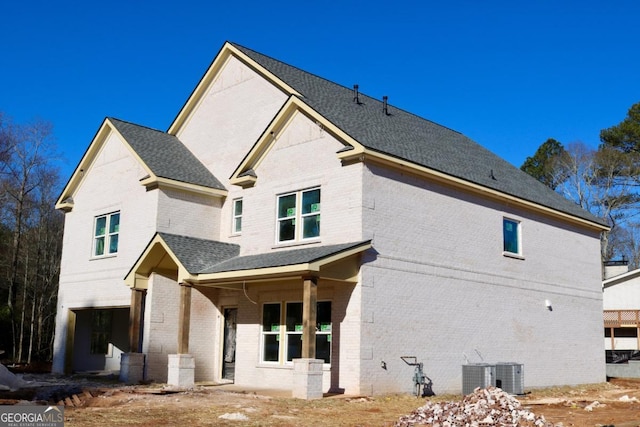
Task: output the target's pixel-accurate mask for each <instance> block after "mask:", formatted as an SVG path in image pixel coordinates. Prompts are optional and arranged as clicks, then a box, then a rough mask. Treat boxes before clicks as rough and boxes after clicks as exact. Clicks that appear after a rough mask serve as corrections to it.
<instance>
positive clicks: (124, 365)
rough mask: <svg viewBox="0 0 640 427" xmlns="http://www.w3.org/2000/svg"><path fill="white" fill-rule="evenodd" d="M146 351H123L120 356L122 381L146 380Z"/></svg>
mask: <svg viewBox="0 0 640 427" xmlns="http://www.w3.org/2000/svg"><path fill="white" fill-rule="evenodd" d="M144 359H145V354H144V353H122V356H121V358H120V381H122V382H123V383H126V384H139V383H141V382H142V380H144Z"/></svg>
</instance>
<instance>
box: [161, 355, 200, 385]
mask: <svg viewBox="0 0 640 427" xmlns="http://www.w3.org/2000/svg"><path fill="white" fill-rule="evenodd" d="M168 356H169V364H168V369H169V371H168V373H167V384H168V385H172V386H176V387H181V388H190V387H193V386H194V385H195V370H196V360H195V358H194V357H193V356H192V355H191V354H169V355H168Z"/></svg>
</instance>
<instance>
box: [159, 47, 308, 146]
mask: <svg viewBox="0 0 640 427" xmlns="http://www.w3.org/2000/svg"><path fill="white" fill-rule="evenodd" d="M231 56H234V57H236V58H237V59H238V60H240V61H241V62H243V63H244V64H245V65H247V66H248V67H249V68H251V69H253V70H254V71H256V72H257V73H259V74H260V75H262V76H263V77H264V78H265V79H267V80H268V81H270V82H271V83H272V84H274V85H275V86H276V87H278V88H279V89H280V90H282V91H283V92H285V93H286V94H288V95H291V94H295V95H300V94H299V93H298V92H297V91H296V90H295V89H294V88H292V87H291V86H289V85H288V84H286V83H285V82H284V81H283V80H281V79H280V78H278V77H277V76H276V75H275V74H273V73H271V72H270V71H268V70H267V69H266V68H264V67H263V66H262V65H260V64H258V63H257V62H255V61H254V60H253V59H251V58H249V57H248V56H247V55H245V54H244V53H242V52H241V51H240V50H238V49H237V48H236V47H235V46H233V45H232V44H231V43H229V42H225V44H224V45H223V46H222V49H221V50H220V52H219V53H218V55H217V56H216V57H215V58H214V60H213V62H212V63H211V65H210V66H209V68H208V69H207V71H206V72H205V74H204V76H202V78H201V79H200V82H199V83H198V85H197V86H196V88H195V89H194V90H193V92H192V93H191V95H190V96H189V98H188V99H187V102H185V104H184V106H183V107H182V109H181V110H180V112H179V113H178V115H177V116H176V118H175V119H174V121H173V123H172V124H171V126H170V127H169V130H168V131H167V133H169V134H170V135H176V136H178V135H179V133H180V131H181V129H182V128H183V127H184V125H185V123H187V122H188V121H189V119H190V117H191V115H192V113H193V111H195V110H196V108H197V106H198V105H200V103H201V102H202V100H203V98H204V95H205V94H206V93H207V91H208V90H209V88H210V87H211V85H212V84H213V83H214V82H215V81H216V80H217V78H218V76H219V75H220V72H221V71H222V70H223V69H224V67H225V65H226V64H227V62H228V61H229V59H230V58H231Z"/></svg>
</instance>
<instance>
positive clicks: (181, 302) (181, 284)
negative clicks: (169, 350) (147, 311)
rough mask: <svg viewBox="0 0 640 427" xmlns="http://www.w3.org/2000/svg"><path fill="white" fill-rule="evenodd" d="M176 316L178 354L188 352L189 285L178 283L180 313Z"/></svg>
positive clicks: (189, 288) (188, 327)
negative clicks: (179, 293) (177, 333)
mask: <svg viewBox="0 0 640 427" xmlns="http://www.w3.org/2000/svg"><path fill="white" fill-rule="evenodd" d="M179 316H180V317H179V318H178V354H187V353H189V326H190V324H191V285H190V284H188V283H180V314H179Z"/></svg>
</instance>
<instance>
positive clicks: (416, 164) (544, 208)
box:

▶ Description of the task:
Give every record back exactly as it reads, with no images.

▶ Task response:
Task: output the target's pixel-accurate mask for each <instance> block after "mask:", formatted as an SVG path in image pixel coordinates. Prompts are optional and arranged as clicks, then a box, then a rough mask. Treat boxes before clicks as rough and boxes after clicks as exact. Clicks that appear after a rough mask serve as corrections to it.
<instance>
positive clicks: (124, 365)
rough mask: <svg viewBox="0 0 640 427" xmlns="http://www.w3.org/2000/svg"><path fill="white" fill-rule="evenodd" d="M146 351H123L120 356L122 381L146 380Z"/></svg>
mask: <svg viewBox="0 0 640 427" xmlns="http://www.w3.org/2000/svg"><path fill="white" fill-rule="evenodd" d="M144 359H145V354H144V353H122V356H121V358H120V381H122V382H123V383H126V384H139V383H141V382H142V380H144Z"/></svg>
</instance>
<instance>
box: [161, 355, 200, 385]
mask: <svg viewBox="0 0 640 427" xmlns="http://www.w3.org/2000/svg"><path fill="white" fill-rule="evenodd" d="M168 356H169V364H168V369H169V371H168V373H167V384H168V385H172V386H176V387H181V388H190V387H193V386H194V385H195V370H196V360H195V358H194V357H193V356H192V355H191V354H169V355H168Z"/></svg>
</instance>
<instance>
box: [159, 47, 308, 146]
mask: <svg viewBox="0 0 640 427" xmlns="http://www.w3.org/2000/svg"><path fill="white" fill-rule="evenodd" d="M231 56H234V57H236V58H237V59H238V60H240V61H241V62H243V63H244V64H245V65H247V66H248V67H249V68H251V69H253V70H254V71H256V72H257V73H259V74H260V75H262V76H263V77H264V78H265V79H267V80H268V81H270V82H271V83H272V84H274V85H275V86H276V87H278V88H279V89H280V90H282V91H283V92H285V93H286V94H288V95H291V94H295V95H300V94H299V93H298V92H297V91H296V90H295V89H294V88H292V87H291V86H289V85H288V84H286V83H285V82H284V81H283V80H281V79H280V78H278V77H277V76H276V75H275V74H273V73H271V72H270V71H268V70H267V69H266V68H264V67H263V66H262V65H260V64H258V63H257V62H255V61H254V60H253V59H251V58H249V57H248V56H247V55H245V54H244V53H242V52H241V51H240V50H238V49H237V48H236V47H235V46H233V45H232V44H231V43H229V42H225V44H224V45H223V46H222V49H221V50H220V52H219V53H218V55H217V56H216V57H215V58H214V60H213V62H212V63H211V65H210V66H209V68H208V69H207V71H206V72H205V74H204V76H202V78H201V79H200V82H199V83H198V85H197V86H196V88H195V89H194V90H193V92H192V93H191V95H190V96H189V98H188V99H187V102H185V104H184V106H183V107H182V109H181V110H180V112H179V113H178V115H177V116H176V118H175V119H174V121H173V123H172V124H171V126H170V127H169V130H168V131H167V133H169V134H170V135H176V136H178V135H179V133H180V131H181V129H182V128H183V127H184V125H185V123H187V122H188V121H189V119H190V117H191V115H192V113H193V111H195V110H196V108H197V106H198V105H200V103H201V102H202V100H203V98H204V95H205V94H206V93H207V91H208V90H209V88H210V87H211V85H212V84H213V83H214V82H215V81H216V80H217V78H218V76H219V75H220V72H221V71H222V70H223V69H224V67H225V65H226V64H227V62H228V61H229V59H230V58H231Z"/></svg>
</instance>
<instance>
positive clicks: (181, 302) (181, 284)
negative clicks: (169, 350) (147, 311)
rough mask: <svg viewBox="0 0 640 427" xmlns="http://www.w3.org/2000/svg"><path fill="white" fill-rule="evenodd" d="M176 316L178 354L188 352L189 285L178 283L180 313Z"/></svg>
positive clicks: (189, 288) (188, 327)
negative clicks: (179, 293) (177, 333)
mask: <svg viewBox="0 0 640 427" xmlns="http://www.w3.org/2000/svg"><path fill="white" fill-rule="evenodd" d="M179 316H180V317H179V318H178V354H187V353H189V326H190V324H191V285H190V284H188V283H180V314H179Z"/></svg>
</instance>
<instance>
positive clicks: (416, 164) (544, 208)
box:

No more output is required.